Write out, word for word, every line in the data below from the one containing "x=102, y=531" to the one containing "x=180, y=354", both of them included.
:: Exercise materials ::
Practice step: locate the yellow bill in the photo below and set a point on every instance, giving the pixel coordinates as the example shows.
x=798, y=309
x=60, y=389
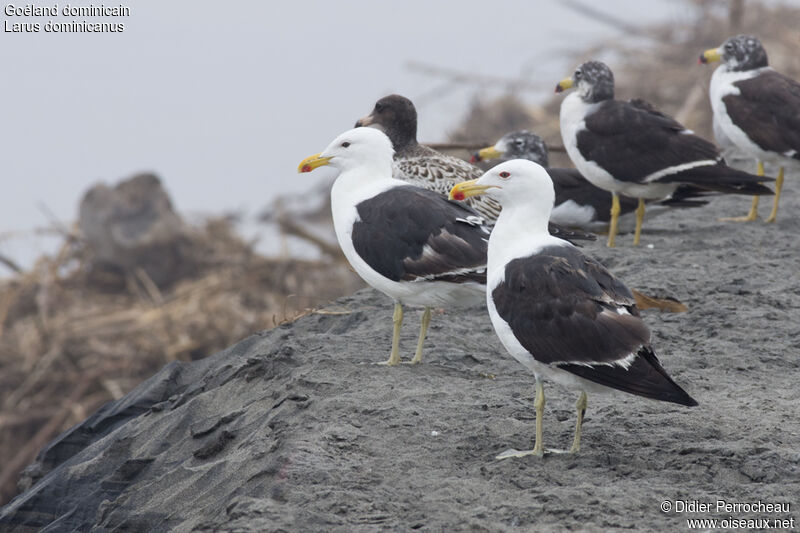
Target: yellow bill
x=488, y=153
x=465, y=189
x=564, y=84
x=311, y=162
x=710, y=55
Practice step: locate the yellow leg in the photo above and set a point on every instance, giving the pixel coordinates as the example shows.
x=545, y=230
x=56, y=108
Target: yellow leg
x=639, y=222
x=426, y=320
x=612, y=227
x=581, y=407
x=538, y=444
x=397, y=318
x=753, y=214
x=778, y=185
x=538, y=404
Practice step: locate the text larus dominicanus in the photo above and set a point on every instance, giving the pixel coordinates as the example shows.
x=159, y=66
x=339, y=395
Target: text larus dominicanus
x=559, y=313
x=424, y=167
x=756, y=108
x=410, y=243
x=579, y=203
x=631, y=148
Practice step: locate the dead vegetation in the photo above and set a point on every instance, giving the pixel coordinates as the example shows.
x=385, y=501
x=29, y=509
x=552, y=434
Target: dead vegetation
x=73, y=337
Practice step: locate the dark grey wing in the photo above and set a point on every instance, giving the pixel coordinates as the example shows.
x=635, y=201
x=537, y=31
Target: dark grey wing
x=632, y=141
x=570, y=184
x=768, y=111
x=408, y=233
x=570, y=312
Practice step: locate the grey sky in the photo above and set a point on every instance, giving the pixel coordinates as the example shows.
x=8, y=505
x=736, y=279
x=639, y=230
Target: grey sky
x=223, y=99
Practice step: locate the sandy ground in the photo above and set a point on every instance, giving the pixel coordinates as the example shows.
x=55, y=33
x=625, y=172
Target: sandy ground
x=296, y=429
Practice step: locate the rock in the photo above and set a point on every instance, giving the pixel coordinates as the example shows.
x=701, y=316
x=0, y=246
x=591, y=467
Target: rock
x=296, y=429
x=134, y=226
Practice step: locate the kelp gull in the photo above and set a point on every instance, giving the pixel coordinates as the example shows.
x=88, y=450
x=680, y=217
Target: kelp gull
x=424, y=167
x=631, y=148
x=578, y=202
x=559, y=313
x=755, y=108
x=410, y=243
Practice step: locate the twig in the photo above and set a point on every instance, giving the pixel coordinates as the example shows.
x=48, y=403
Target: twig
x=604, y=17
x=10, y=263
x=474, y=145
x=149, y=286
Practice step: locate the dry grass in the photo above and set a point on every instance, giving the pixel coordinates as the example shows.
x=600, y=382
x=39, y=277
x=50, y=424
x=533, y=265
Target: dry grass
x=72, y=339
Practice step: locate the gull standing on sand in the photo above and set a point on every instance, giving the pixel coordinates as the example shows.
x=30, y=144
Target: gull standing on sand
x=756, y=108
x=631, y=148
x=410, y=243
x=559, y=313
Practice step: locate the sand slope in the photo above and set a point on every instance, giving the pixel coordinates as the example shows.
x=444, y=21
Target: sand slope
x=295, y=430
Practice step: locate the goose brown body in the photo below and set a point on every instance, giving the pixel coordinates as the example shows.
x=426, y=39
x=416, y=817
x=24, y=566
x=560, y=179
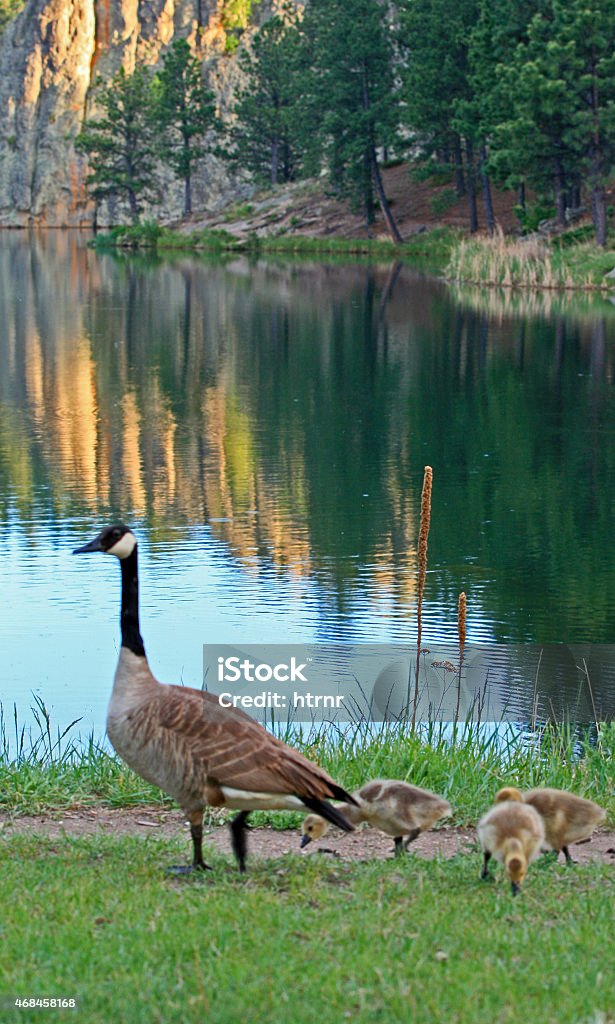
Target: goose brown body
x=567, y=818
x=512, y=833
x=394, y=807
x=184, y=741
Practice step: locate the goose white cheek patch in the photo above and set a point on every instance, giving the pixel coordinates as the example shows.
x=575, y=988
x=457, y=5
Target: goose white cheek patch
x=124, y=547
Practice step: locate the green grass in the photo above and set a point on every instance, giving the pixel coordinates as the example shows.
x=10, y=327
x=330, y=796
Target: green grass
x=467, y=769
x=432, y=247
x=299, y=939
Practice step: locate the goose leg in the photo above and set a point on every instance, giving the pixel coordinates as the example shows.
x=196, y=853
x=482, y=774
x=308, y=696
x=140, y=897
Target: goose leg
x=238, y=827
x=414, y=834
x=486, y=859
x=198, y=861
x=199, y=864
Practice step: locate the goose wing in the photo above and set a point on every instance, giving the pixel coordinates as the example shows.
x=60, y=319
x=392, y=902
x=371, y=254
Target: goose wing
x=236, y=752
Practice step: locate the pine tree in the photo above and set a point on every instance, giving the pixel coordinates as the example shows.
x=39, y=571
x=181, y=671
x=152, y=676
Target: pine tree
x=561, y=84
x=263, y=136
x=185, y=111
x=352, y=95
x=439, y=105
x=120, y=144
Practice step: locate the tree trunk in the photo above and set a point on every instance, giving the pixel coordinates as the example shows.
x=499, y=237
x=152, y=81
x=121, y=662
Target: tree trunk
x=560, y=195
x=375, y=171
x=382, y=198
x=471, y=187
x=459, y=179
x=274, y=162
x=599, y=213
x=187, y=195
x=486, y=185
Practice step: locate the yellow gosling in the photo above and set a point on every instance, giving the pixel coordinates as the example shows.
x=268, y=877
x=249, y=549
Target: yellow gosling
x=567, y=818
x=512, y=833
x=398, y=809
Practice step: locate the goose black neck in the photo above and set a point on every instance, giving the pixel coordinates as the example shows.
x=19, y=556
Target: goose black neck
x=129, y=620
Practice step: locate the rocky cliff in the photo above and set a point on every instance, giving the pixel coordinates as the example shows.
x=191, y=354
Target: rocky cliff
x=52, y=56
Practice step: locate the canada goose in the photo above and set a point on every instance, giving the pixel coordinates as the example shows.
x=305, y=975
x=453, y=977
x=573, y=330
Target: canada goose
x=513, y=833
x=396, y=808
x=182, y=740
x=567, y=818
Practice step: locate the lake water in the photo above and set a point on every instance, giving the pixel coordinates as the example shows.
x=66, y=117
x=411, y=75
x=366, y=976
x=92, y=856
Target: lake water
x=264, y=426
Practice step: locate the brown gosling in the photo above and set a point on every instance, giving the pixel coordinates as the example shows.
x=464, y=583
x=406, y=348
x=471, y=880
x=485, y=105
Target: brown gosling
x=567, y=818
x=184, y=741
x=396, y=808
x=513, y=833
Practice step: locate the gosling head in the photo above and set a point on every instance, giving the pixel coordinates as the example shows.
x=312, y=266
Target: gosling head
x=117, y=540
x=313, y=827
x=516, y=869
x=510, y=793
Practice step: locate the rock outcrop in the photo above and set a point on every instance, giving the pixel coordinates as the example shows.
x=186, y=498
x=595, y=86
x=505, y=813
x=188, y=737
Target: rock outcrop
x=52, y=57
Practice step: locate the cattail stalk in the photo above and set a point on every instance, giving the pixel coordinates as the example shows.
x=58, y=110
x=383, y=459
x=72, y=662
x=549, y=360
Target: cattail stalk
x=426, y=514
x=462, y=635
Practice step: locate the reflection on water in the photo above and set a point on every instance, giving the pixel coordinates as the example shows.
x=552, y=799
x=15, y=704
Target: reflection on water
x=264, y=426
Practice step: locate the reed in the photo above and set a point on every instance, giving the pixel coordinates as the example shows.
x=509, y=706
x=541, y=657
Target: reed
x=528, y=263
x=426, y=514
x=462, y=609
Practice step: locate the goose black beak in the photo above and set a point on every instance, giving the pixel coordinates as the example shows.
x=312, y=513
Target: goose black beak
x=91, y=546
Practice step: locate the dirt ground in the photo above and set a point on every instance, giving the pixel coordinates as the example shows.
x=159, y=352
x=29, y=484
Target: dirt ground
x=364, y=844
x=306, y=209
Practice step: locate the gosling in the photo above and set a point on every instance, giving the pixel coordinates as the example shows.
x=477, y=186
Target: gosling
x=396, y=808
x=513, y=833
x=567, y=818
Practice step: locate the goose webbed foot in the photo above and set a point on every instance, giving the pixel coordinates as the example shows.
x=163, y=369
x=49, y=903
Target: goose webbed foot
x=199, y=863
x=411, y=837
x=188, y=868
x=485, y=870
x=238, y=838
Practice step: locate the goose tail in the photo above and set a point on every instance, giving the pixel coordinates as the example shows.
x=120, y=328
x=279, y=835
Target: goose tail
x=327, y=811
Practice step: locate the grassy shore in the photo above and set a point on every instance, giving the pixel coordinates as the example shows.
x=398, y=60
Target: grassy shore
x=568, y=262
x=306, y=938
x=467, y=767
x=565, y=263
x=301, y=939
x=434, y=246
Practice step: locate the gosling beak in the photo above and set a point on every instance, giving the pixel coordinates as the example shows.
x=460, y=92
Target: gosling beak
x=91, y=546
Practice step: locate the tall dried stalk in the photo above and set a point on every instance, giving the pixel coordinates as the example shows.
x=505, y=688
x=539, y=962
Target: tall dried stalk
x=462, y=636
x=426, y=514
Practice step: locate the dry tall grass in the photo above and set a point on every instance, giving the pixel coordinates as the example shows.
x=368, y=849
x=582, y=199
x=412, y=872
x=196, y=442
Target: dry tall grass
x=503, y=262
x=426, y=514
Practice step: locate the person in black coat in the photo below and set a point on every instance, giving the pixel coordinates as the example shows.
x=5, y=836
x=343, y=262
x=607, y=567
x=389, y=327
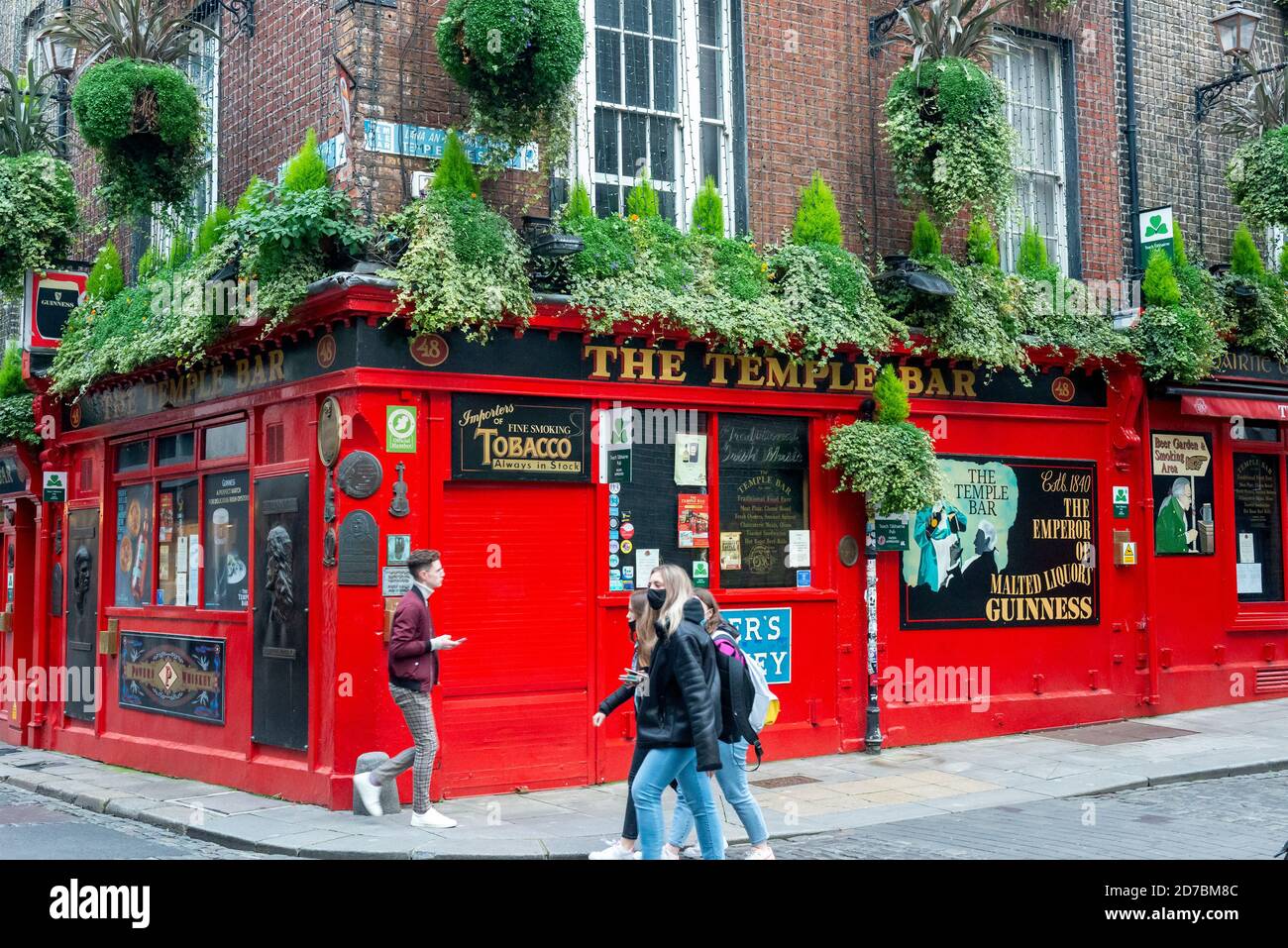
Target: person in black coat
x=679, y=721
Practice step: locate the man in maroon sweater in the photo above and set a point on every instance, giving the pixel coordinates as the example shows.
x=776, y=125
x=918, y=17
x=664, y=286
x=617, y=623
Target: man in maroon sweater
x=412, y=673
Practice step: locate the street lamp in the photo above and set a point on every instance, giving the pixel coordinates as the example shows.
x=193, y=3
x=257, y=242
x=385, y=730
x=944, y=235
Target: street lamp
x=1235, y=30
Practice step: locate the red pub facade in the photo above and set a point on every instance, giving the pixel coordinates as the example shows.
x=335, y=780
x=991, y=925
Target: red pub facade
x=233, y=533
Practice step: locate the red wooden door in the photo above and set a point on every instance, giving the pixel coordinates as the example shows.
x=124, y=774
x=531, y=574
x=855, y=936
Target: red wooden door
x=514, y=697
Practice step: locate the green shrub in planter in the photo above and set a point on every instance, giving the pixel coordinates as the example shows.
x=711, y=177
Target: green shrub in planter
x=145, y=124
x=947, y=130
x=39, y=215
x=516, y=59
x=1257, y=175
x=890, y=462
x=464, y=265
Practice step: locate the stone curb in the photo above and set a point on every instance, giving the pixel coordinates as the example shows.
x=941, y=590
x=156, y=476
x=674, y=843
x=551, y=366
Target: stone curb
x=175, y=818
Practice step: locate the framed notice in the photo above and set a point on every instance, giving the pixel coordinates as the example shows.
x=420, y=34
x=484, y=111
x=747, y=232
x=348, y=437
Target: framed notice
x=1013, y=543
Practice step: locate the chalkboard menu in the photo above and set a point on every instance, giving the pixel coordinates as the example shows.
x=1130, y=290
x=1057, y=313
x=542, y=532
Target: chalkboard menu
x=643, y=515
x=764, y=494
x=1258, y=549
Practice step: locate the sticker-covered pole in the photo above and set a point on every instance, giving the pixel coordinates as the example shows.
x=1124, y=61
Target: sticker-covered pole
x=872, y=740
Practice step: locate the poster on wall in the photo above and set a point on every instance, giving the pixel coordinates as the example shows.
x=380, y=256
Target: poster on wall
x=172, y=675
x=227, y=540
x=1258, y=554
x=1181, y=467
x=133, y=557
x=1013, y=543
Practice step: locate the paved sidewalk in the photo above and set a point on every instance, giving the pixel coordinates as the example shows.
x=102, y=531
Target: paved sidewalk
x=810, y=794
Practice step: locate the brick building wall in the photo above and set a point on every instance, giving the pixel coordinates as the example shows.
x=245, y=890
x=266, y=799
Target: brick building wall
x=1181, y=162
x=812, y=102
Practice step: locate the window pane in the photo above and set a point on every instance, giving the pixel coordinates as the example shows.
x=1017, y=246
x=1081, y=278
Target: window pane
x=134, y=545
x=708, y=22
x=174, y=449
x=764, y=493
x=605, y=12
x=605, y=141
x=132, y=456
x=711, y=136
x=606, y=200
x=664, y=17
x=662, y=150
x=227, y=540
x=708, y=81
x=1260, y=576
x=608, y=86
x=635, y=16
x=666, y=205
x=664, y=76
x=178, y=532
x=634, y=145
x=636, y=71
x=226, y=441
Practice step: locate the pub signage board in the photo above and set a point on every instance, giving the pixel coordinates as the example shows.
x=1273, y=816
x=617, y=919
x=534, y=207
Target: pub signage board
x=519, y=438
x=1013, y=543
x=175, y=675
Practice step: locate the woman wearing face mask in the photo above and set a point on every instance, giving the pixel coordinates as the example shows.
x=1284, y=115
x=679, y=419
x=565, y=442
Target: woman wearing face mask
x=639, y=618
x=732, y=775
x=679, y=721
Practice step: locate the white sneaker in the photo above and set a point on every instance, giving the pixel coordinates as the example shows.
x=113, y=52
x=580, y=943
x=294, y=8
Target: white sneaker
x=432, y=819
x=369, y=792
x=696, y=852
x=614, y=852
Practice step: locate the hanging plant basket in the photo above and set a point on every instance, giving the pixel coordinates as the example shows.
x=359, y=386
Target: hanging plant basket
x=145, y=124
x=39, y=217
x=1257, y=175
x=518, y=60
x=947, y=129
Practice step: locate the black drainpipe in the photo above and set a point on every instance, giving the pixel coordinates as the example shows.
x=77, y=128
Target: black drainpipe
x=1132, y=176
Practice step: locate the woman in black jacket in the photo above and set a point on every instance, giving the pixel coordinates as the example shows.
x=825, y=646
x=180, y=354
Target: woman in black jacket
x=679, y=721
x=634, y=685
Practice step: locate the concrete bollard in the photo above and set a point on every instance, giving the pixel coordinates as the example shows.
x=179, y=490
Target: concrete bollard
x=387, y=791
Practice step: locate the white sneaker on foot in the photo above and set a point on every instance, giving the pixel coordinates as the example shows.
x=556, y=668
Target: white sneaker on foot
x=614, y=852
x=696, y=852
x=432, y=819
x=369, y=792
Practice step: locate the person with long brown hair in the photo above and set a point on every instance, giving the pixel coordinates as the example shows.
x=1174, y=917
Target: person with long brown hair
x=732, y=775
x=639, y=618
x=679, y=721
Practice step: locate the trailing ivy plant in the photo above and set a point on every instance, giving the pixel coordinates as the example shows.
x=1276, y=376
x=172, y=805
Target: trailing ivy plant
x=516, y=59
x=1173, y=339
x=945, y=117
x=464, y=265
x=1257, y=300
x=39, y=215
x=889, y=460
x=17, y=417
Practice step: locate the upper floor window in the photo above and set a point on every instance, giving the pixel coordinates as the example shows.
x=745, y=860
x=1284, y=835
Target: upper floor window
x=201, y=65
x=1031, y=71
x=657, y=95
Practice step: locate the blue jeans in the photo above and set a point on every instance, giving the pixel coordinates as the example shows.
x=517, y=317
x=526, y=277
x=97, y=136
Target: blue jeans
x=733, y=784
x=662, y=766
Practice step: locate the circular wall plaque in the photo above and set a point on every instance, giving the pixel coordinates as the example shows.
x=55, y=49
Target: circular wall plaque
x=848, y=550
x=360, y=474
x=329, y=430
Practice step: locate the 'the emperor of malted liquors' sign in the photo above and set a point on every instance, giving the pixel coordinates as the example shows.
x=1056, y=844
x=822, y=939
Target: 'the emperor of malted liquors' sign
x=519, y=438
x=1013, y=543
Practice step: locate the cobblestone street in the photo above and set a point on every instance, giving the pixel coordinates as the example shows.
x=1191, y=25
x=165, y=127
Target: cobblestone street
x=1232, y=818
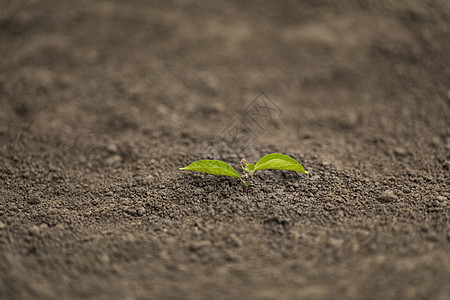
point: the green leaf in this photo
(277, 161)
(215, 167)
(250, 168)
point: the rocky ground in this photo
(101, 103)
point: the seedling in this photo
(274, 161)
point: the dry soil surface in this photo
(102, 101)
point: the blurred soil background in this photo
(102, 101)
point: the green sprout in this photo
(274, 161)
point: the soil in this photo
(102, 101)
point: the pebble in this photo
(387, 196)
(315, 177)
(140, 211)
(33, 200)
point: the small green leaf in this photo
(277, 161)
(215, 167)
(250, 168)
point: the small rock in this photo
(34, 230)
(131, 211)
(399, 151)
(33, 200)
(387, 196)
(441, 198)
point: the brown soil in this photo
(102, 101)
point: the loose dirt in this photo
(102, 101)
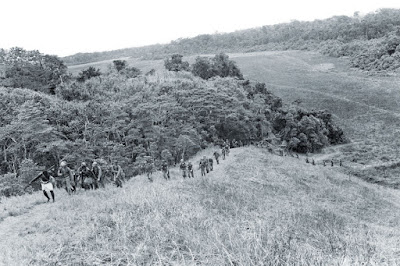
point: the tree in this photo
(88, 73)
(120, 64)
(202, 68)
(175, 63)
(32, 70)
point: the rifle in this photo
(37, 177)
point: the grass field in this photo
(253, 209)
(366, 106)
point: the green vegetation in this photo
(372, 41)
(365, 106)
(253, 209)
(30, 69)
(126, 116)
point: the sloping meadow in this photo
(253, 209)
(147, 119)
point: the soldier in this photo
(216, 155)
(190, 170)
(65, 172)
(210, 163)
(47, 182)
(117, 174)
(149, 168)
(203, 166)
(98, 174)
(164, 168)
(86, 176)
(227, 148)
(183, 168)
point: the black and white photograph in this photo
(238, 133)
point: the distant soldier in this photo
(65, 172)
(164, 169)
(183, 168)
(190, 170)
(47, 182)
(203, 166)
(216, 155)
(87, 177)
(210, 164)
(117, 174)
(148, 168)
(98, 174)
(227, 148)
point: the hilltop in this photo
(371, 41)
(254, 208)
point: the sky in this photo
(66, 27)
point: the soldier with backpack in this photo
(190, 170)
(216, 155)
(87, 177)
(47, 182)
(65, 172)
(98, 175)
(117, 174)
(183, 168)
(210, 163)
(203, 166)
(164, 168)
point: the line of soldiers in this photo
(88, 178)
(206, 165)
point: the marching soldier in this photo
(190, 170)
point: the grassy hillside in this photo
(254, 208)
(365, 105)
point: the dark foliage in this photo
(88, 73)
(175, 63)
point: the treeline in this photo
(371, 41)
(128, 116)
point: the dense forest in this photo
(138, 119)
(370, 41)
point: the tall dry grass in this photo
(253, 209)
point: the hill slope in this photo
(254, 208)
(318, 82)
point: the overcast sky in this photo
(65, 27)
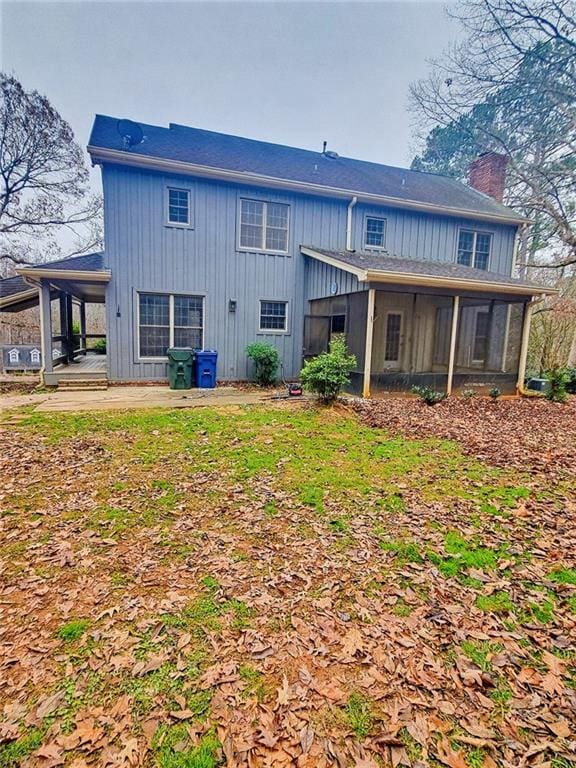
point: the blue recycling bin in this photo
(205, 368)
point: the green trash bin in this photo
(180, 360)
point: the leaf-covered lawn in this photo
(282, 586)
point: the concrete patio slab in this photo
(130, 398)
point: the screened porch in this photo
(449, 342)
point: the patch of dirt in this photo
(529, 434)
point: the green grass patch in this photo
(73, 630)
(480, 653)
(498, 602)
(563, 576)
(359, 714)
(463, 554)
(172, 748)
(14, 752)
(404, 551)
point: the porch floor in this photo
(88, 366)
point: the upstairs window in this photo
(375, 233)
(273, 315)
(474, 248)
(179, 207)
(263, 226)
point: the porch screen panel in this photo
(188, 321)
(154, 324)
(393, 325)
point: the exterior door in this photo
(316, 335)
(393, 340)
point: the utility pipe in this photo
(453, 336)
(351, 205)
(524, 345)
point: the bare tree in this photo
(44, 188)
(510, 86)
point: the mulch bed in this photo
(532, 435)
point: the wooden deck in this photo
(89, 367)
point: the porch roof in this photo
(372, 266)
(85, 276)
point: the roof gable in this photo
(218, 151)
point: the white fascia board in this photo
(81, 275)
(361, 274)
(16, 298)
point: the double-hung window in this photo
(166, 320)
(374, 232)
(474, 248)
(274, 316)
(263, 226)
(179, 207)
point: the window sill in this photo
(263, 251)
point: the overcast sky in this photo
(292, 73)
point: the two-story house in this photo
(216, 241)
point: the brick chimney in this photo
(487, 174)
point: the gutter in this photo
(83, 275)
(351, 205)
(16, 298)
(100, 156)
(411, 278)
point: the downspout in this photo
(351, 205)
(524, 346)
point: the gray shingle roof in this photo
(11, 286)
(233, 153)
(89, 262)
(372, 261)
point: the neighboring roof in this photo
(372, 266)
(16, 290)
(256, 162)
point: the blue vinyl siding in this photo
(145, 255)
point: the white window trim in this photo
:::
Written reply:
x=102, y=531
Target: paved sidewalk
x=810, y=794
Practice step: locate the brick building wall in the photo above and set a point on every instance, giving the pixel coordinates as the example shows.
x=245, y=890
x=266, y=799
Target: brick building wall
x=1181, y=162
x=812, y=102
Practice step: locate the window pane in the photo above and set a point on every instance, giving the pixel coordinates as the example shows.
x=1017, y=246
x=1081, y=278
Target: window pane
x=134, y=545
x=708, y=22
x=174, y=449
x=764, y=493
x=605, y=12
x=605, y=141
x=132, y=456
x=711, y=136
x=606, y=200
x=664, y=17
x=662, y=150
x=227, y=540
x=708, y=81
x=1260, y=576
x=608, y=86
x=635, y=16
x=666, y=205
x=664, y=76
x=178, y=532
x=634, y=145
x=636, y=71
x=226, y=441
Practice step: locate the pub signage board in the photo above and set a point on every instance, giving the pixel coordinates as the example shows.
x=1273, y=816
x=617, y=919
x=534, y=207
Target: pub signage board
x=519, y=438
x=1013, y=543
x=175, y=675
Practice step: locate the woman wearing face mask in the photo above and set a point on every instance, giving the pixel coordinates as the example shows.
x=1284, y=115
x=679, y=419
x=565, y=442
Target: woman wearing face mask
x=639, y=618
x=732, y=775
x=679, y=721
Practice step: locate the white sneaker in the photo above and set a point on every instance, giving the pixel coordinates as the example shows.
x=113, y=52
x=580, y=943
x=294, y=8
Target: white sneaker
x=432, y=819
x=369, y=792
x=696, y=852
x=614, y=852
Practice step: locate the hanging plant basket in the photo above and set a point on every instance, giving the pixel coordinates as the example shows.
x=359, y=386
Target: hanging plant basket
x=145, y=124
x=39, y=217
x=1257, y=175
x=518, y=60
x=947, y=129
Practice step: locate the black drainpipe in the photo above and set a point on every instance, giving the pixel coordinates as the example shows.
x=77, y=128
Target: black drainpipe
x=1132, y=176
Practice step: locate the woman in black jacket in the photo above and set a point on every instance, giving the pixel coordinates as the example shows.
x=825, y=646
x=180, y=354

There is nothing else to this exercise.